What to produce:
Rewrite the lines below as a Markdown table with the columns Row and Line, beginning at the line containing "Shelf-audit tagging: put a marker on every instance of the leafy" and running through the final line, omitting blank lines. Number each row.

[Coordinate labeling data]
Begin
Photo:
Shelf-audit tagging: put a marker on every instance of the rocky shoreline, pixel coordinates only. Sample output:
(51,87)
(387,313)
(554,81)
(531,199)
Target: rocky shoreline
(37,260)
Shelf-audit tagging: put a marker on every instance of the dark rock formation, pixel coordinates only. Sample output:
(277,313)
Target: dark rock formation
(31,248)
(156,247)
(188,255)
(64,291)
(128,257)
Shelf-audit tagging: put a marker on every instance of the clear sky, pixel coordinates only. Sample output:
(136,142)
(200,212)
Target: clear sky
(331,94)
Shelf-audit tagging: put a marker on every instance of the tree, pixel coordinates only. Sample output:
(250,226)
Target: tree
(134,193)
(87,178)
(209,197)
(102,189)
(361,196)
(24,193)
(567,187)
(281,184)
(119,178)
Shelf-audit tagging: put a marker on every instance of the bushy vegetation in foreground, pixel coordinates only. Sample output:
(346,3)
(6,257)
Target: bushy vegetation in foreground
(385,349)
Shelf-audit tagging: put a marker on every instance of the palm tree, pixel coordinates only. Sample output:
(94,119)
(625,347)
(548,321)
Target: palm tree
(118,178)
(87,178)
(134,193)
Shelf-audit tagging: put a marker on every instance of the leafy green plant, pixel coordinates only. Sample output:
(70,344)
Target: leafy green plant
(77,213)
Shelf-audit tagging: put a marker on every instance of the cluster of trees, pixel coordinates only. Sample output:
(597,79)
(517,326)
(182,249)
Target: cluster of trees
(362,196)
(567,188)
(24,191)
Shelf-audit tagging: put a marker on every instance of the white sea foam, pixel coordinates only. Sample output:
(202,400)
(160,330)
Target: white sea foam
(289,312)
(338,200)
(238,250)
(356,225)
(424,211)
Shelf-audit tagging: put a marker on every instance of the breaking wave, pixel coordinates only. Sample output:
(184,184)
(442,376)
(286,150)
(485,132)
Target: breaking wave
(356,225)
End
Solution:
| Row | Line |
|---|---|
| 1 | Shelf-audit tagging: put a marker on every instance of the leafy green plant, pixel coordinates only. Sample output: |
| 2 | (70,344) |
| 3 | Target: leafy green plant |
| 4 | (77,213) |
| 5 | Shelf-audit tagging: put a marker on every instance of the cluster of trees, pixel coordinates only. Sample output: |
| 6 | (597,79) |
| 7 | (517,326) |
| 8 | (182,249) |
| 9 | Target: cluster of trees |
| 10 | (362,196) |
| 11 | (567,188) |
| 12 | (24,191) |
| 13 | Shelf-audit tagging: put a marker on every instance of the white sea foam, pixel coordinates only. Sample output: |
| 14 | (202,400) |
| 15 | (160,330) |
| 16 | Target: white sea foam |
| 17 | (289,312) |
| 18 | (338,200) |
| 19 | (238,250) |
| 20 | (356,225) |
| 21 | (424,211) |
| 22 | Shelf-audit tagging: put a marker on every instance of the breaking wave, pixel coordinates only. Sample output: |
| 23 | (184,184) |
| 24 | (442,376) |
| 25 | (286,150) |
| 26 | (485,132) |
| 27 | Target: breaking wave |
| 28 | (356,225) |